* [AUFGABENSTELLUNG]:
Ermittle, in wie vielen Zeilen der folgenden Auflistung die Zeichenfolge „vent“ vorkommt. Gib ausschließlich die Zahl an.

* [DATENSÄTZE]:
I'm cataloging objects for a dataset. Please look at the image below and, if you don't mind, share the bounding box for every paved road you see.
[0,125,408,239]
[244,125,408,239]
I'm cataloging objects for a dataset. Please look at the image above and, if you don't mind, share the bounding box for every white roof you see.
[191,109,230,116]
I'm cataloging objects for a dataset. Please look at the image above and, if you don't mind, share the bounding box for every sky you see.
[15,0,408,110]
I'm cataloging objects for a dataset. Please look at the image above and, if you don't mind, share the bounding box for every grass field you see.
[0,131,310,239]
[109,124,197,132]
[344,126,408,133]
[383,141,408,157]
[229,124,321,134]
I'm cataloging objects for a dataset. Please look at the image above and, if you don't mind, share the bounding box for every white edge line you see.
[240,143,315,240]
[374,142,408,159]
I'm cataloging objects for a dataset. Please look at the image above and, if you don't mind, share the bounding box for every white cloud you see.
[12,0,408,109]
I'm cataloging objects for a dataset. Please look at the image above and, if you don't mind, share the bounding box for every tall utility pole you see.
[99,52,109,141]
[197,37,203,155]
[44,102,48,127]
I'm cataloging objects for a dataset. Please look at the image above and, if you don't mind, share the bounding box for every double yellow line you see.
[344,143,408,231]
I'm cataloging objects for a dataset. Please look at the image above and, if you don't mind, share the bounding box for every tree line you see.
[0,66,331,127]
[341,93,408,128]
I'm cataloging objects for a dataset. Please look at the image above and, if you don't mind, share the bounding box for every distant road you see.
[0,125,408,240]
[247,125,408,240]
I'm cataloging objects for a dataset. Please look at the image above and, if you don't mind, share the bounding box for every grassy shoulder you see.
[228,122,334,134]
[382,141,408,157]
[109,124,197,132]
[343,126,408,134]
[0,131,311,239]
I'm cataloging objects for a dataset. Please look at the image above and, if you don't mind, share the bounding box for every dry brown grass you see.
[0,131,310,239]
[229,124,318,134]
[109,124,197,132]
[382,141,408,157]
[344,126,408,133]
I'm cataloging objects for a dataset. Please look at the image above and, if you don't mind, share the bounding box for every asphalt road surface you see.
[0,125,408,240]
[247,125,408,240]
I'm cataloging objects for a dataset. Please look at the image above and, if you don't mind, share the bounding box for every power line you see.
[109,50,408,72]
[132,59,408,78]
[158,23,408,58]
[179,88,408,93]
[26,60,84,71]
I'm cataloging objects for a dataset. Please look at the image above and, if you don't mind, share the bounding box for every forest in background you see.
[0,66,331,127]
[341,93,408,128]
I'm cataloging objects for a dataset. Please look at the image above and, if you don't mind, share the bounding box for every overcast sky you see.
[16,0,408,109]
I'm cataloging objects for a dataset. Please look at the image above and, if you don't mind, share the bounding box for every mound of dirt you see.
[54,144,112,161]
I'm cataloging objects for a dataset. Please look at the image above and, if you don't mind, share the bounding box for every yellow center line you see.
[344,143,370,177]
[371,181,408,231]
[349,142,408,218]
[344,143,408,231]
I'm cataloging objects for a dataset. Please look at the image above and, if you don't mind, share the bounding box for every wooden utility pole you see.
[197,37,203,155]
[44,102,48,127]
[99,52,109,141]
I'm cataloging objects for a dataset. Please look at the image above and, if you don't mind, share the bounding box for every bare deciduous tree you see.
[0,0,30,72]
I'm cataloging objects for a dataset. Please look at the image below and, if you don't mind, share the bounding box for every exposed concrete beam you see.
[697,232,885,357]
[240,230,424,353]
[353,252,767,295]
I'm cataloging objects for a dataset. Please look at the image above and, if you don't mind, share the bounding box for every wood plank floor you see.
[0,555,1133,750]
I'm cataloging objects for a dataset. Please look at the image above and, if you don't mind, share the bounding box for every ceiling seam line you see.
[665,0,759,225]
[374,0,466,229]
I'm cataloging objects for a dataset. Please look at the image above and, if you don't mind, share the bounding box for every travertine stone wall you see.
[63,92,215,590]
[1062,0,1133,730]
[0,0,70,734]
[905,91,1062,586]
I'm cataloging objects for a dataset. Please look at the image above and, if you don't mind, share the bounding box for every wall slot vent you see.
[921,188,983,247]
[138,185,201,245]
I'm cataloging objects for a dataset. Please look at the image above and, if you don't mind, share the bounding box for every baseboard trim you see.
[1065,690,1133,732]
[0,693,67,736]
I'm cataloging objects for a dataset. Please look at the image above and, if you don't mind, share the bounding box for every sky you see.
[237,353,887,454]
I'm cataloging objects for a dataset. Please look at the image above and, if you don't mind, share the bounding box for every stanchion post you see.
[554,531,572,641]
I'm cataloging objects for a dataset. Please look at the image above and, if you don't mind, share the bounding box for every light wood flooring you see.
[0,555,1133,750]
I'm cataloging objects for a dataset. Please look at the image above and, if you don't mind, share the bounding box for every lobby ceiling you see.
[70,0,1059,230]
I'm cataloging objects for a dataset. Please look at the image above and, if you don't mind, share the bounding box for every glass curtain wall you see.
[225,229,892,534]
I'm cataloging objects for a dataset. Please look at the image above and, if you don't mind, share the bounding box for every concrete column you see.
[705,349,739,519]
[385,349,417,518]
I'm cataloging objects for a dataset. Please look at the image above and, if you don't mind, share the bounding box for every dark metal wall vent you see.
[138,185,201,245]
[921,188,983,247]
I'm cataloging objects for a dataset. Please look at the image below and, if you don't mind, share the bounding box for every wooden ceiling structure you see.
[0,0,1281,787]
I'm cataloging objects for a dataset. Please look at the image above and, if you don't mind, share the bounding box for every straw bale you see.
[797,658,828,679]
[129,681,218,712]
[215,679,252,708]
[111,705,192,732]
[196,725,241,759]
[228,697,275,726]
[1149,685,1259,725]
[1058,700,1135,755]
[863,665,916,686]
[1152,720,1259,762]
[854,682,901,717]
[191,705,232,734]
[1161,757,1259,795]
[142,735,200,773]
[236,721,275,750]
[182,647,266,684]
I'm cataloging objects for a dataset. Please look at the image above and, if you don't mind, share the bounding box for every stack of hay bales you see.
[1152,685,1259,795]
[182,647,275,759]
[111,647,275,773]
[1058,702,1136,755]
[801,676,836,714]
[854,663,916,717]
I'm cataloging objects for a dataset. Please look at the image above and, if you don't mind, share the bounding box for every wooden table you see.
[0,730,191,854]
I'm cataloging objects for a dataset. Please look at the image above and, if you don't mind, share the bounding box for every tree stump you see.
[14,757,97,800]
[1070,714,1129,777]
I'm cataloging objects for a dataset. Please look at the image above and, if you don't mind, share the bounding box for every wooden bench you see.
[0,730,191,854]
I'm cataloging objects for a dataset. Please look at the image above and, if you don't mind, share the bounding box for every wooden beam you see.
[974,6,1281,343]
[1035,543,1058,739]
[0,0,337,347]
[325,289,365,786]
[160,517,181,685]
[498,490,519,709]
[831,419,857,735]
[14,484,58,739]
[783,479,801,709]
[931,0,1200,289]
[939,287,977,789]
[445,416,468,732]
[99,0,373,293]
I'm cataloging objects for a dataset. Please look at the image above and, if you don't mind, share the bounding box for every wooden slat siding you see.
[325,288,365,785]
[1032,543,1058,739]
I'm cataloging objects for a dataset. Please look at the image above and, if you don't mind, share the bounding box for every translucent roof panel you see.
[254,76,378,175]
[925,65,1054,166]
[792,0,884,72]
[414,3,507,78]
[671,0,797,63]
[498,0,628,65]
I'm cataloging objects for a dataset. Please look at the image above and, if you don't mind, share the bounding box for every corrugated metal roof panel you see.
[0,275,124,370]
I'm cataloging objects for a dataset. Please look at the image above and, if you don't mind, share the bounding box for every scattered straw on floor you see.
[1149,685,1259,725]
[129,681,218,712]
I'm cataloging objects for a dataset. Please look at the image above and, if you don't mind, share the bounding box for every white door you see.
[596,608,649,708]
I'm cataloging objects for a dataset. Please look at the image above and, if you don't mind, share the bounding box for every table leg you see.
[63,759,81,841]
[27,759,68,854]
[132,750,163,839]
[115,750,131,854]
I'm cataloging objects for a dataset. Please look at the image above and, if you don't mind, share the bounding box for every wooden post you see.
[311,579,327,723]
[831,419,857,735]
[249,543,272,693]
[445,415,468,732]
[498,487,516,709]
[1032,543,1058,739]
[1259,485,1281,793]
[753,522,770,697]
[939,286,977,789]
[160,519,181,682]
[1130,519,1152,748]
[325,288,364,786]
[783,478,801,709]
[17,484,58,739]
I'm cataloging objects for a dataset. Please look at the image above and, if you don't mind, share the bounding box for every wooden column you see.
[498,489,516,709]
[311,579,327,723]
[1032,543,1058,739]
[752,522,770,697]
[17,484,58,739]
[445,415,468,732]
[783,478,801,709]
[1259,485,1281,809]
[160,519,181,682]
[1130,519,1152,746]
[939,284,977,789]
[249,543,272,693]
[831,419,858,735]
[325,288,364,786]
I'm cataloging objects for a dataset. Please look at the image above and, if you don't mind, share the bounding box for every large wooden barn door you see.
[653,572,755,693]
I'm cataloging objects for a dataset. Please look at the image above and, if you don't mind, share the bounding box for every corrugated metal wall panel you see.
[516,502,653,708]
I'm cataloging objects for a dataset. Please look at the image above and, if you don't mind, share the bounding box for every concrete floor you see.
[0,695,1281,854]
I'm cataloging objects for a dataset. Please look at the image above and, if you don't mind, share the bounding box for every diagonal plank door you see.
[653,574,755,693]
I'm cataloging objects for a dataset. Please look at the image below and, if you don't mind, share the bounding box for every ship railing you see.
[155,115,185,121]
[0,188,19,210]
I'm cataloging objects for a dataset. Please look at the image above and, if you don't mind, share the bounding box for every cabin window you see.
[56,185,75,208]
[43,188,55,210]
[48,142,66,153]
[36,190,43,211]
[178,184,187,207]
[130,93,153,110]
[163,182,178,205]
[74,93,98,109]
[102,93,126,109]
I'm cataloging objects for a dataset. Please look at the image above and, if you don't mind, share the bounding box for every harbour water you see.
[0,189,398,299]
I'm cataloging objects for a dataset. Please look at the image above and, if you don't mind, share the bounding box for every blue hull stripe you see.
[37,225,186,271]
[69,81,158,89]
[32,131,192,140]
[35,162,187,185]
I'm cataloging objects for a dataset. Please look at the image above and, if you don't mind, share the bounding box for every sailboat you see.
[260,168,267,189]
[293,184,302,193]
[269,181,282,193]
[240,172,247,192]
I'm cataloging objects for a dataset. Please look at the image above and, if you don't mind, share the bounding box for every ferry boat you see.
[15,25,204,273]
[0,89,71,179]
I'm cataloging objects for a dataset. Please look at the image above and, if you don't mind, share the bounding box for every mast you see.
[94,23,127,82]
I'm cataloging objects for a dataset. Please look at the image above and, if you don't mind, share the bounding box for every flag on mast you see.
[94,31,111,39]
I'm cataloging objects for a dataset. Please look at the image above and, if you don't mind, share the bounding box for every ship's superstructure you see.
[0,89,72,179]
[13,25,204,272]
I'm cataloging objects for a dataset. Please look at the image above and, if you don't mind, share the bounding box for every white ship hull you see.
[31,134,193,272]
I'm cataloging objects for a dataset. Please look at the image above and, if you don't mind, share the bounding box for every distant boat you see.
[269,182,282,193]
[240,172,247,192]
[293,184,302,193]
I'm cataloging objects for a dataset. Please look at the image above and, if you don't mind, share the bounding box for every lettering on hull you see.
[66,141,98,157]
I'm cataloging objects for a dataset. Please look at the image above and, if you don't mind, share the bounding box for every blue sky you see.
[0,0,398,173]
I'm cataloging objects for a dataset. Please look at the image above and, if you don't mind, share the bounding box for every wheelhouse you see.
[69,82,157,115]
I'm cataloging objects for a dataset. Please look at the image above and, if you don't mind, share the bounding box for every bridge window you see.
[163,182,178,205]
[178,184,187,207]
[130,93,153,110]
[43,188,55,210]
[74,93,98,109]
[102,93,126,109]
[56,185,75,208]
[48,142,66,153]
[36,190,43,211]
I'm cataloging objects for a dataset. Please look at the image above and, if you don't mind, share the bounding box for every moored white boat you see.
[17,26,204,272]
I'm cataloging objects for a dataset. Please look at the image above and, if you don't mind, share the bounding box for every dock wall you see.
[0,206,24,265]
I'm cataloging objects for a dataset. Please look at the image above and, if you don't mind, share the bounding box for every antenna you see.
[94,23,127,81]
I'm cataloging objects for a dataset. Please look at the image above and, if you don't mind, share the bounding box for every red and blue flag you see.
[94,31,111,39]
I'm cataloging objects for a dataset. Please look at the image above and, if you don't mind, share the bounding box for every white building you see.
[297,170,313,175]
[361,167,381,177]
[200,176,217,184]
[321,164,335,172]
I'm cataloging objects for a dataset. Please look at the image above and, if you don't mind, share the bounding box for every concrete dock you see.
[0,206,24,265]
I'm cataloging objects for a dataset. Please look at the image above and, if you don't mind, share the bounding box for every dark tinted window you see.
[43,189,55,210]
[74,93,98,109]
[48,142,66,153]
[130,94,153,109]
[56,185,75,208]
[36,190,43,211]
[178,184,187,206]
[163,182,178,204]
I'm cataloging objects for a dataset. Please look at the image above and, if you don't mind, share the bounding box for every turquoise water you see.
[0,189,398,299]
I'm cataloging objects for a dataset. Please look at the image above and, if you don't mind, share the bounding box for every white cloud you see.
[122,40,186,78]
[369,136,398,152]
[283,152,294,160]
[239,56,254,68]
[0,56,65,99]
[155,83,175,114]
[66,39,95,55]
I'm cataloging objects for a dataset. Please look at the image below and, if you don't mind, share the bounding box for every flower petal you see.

* [DIE ANTWORT]:
2